#### Input material ####

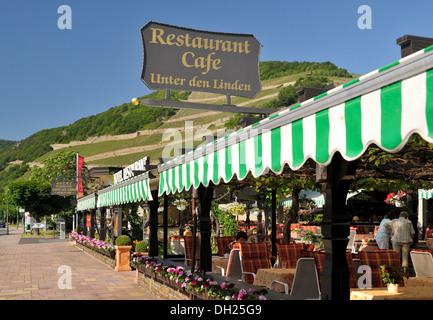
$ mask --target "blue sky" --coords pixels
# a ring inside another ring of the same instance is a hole
[[[61,5],[72,29],[60,30]],[[358,28],[361,5],[372,28]],[[149,93],[140,28],[149,21],[253,34],[260,60],[331,61],[365,74],[400,58],[396,39],[433,37],[433,1],[0,0],[0,139],[22,140]]]

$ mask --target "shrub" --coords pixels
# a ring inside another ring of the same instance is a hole
[[[127,235],[121,235],[116,239],[116,246],[132,246],[132,240]]]
[[[135,245],[135,252],[147,252],[149,251],[149,245],[146,241],[139,241]]]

####

### Aim of the task
A verbatim transcript of the entries above is required, with the pictures left out.

### Answer section
$ mask --target "blue sky" --coords pixels
# a ring inside another ring of the same instance is a hole
[[[61,5],[72,29],[60,30]],[[358,28],[361,5],[372,28]],[[149,93],[140,28],[149,21],[253,34],[260,60],[331,61],[365,74],[400,58],[396,39],[433,37],[433,1],[0,0],[0,139],[22,140]]]

$ mask --target "shrub" --coords pixels
# a ring inside another ring of the same instance is a hole
[[[127,235],[121,235],[116,239],[116,246],[132,246],[132,240]]]
[[[135,245],[135,252],[147,252],[149,251],[149,245],[146,241],[139,241]]]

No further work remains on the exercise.